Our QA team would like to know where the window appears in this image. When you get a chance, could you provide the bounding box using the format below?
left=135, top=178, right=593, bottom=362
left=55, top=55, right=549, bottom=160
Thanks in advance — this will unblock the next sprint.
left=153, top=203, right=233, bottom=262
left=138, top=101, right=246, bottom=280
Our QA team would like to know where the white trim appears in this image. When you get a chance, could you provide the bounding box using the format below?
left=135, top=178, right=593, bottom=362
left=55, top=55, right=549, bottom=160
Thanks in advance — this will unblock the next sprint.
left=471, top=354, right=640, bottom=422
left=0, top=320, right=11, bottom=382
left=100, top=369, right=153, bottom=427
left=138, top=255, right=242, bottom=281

_WHAT IS ASKED_
Reproduce all of the records above verbatim, line for line.

_CORRECT RESULT_
Our QA team would like to know where the window appears in this image. When you get a chance, could you provide the bounding box using the format below?
left=135, top=178, right=593, bottom=362
left=55, top=55, right=549, bottom=160
Thanks in advance — this will unblock the next sprint.
left=153, top=203, right=233, bottom=262
left=138, top=101, right=246, bottom=280
Our QA team would like to know where the white trim appears in this image. When you get a chance, could you provide the bounding box using the format below?
left=135, top=178, right=593, bottom=362
left=55, top=55, right=549, bottom=160
Thanks in advance — this will unblock the next sprint.
left=471, top=354, right=640, bottom=422
left=0, top=320, right=11, bottom=382
left=100, top=369, right=153, bottom=427
left=138, top=255, right=242, bottom=281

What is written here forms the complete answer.